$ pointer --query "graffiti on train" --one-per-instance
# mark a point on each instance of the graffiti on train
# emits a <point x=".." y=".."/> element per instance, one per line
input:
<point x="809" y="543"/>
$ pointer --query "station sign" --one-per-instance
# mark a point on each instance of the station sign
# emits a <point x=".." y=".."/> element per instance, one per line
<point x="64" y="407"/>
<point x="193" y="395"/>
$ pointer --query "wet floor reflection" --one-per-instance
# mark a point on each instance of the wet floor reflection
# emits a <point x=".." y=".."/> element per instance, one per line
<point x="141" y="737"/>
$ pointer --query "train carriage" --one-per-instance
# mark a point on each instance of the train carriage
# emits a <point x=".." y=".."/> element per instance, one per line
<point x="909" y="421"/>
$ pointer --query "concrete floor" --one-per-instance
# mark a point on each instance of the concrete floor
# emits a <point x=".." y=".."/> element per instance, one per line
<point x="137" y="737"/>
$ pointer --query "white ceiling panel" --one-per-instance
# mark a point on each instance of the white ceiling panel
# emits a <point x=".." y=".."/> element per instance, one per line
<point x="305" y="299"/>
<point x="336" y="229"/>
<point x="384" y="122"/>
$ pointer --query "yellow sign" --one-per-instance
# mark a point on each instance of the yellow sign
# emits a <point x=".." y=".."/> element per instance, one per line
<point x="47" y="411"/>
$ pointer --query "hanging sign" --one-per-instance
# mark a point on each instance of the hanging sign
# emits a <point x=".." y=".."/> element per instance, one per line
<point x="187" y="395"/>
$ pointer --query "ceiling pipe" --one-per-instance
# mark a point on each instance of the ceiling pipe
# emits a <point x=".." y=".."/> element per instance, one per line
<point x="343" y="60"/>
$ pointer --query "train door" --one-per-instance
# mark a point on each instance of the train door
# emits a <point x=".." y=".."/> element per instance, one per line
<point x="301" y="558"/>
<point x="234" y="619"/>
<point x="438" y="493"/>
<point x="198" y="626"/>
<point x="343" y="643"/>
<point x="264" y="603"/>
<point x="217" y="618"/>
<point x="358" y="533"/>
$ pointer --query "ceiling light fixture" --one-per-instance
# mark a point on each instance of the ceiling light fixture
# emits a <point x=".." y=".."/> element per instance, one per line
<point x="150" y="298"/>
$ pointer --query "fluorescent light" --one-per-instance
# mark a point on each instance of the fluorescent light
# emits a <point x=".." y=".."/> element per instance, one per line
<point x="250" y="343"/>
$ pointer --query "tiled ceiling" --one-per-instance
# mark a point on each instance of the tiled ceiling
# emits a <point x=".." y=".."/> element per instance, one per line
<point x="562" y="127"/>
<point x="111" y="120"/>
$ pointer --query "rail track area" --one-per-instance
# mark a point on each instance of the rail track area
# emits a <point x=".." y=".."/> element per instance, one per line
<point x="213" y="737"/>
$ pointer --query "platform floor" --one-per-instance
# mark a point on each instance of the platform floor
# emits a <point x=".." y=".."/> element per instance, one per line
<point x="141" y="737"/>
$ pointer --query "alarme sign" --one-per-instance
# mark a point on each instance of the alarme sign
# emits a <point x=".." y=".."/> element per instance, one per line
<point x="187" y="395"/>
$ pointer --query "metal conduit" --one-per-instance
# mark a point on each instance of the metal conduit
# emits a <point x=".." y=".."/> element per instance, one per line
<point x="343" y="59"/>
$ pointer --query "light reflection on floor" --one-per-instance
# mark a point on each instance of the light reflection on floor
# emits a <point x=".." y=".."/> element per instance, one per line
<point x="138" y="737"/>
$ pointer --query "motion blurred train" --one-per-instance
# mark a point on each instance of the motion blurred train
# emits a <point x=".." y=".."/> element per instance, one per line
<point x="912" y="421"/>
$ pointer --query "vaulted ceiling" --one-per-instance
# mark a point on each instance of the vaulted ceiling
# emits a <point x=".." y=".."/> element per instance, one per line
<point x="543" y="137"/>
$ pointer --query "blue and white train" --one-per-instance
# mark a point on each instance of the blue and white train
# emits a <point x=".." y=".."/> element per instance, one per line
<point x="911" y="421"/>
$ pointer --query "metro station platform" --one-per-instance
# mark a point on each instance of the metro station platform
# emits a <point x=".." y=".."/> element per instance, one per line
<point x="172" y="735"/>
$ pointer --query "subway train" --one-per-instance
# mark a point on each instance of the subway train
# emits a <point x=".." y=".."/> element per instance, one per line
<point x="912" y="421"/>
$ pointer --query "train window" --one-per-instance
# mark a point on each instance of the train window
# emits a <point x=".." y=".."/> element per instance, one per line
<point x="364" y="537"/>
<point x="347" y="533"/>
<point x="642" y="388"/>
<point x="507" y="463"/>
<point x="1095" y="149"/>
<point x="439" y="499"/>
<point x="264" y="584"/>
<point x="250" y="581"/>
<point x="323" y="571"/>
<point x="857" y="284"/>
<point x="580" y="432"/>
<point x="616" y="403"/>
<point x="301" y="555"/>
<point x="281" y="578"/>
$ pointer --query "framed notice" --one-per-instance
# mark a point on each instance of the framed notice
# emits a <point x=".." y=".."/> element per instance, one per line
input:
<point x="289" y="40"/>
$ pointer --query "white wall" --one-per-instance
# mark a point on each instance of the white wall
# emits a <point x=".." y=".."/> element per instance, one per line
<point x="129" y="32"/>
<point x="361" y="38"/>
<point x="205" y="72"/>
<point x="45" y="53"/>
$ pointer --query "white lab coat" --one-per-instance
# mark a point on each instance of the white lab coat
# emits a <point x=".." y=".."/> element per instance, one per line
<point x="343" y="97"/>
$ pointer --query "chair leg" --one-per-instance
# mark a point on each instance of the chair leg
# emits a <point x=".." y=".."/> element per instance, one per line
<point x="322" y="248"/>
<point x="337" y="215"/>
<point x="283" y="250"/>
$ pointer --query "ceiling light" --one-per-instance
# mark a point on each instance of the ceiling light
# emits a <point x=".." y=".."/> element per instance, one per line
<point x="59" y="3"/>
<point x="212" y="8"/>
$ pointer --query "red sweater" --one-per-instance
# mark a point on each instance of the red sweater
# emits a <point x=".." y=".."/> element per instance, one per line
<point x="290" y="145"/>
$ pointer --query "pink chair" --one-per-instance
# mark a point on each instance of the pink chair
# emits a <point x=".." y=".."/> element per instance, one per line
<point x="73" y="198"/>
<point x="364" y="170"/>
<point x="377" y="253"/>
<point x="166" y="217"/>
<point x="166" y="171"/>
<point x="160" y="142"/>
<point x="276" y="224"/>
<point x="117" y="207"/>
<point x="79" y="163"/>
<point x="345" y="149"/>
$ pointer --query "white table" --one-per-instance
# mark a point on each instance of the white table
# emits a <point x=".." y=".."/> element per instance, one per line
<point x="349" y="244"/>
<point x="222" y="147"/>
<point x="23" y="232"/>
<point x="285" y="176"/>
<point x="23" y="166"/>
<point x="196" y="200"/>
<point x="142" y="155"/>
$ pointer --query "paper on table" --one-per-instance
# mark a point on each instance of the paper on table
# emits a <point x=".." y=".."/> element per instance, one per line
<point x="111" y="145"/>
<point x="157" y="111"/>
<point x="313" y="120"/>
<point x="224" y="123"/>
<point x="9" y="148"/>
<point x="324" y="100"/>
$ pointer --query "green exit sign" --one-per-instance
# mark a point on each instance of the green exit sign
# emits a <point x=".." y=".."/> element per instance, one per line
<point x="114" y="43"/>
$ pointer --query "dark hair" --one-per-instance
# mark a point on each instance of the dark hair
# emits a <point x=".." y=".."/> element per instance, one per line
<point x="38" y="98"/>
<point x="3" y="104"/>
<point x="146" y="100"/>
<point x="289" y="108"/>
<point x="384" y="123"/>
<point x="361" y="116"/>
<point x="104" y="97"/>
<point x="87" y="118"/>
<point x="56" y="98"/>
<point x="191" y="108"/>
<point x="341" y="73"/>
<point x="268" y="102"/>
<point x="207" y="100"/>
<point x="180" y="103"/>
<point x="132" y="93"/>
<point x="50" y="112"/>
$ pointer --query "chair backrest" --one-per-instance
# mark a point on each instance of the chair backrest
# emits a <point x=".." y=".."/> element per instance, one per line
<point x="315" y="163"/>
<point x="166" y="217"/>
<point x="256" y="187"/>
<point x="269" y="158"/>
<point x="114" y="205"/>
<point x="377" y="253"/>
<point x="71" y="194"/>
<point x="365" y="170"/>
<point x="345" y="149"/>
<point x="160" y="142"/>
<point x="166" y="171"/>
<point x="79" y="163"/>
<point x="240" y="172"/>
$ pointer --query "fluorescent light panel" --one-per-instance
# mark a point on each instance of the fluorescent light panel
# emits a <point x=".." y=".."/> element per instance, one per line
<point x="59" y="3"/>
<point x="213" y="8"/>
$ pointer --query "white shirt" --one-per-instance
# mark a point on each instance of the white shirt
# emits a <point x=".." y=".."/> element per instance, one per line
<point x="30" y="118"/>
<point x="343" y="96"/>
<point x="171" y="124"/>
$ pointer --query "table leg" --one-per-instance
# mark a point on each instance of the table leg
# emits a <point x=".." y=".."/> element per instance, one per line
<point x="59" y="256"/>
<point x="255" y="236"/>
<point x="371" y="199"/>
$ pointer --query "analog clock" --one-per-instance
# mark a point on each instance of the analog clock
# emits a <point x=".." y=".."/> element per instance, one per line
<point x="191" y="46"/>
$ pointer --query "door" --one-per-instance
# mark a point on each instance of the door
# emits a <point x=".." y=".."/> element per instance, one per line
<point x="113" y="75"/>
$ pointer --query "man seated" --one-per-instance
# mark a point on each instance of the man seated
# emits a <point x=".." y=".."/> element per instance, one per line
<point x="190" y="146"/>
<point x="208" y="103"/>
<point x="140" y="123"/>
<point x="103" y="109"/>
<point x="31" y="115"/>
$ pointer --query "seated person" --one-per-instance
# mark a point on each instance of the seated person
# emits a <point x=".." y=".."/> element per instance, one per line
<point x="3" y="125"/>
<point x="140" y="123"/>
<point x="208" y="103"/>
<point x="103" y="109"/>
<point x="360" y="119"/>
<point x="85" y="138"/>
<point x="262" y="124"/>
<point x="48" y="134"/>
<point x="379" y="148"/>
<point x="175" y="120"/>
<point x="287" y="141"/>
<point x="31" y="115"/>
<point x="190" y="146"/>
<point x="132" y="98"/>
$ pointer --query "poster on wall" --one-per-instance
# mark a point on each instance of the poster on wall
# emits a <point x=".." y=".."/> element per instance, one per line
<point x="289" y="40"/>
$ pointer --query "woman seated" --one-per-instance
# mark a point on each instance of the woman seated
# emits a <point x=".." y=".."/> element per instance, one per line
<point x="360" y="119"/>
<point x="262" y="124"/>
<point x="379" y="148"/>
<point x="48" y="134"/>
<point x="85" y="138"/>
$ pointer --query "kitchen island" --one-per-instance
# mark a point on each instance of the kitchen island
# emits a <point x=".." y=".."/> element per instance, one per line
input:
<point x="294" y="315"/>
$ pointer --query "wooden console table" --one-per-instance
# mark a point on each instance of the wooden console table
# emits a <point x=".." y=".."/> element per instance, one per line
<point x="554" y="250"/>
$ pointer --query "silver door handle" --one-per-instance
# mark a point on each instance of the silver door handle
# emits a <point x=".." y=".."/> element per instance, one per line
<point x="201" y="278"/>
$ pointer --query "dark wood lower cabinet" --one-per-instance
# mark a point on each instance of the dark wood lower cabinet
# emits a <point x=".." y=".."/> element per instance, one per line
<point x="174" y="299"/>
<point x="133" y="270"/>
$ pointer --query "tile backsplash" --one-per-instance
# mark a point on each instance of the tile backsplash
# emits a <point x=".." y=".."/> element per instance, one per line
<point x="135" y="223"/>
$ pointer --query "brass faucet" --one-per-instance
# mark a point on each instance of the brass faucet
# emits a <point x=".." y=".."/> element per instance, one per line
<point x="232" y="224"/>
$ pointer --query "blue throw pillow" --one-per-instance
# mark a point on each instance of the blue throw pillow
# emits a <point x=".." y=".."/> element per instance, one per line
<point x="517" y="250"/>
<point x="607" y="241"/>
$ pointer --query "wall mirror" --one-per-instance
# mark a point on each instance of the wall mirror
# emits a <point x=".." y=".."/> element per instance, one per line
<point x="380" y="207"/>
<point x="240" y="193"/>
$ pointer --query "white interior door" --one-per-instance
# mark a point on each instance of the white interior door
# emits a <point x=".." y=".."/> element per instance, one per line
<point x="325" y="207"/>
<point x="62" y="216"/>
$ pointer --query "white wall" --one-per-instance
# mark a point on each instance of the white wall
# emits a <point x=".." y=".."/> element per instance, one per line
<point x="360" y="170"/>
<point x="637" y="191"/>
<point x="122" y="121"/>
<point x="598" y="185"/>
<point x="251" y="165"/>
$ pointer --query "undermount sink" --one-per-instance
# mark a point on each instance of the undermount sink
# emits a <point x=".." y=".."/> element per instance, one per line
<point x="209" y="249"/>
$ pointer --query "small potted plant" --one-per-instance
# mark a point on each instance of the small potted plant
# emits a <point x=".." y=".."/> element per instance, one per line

....

Problem details: How many lines in the entries above contain the word "track"? Reply with the number alone.

The result: 2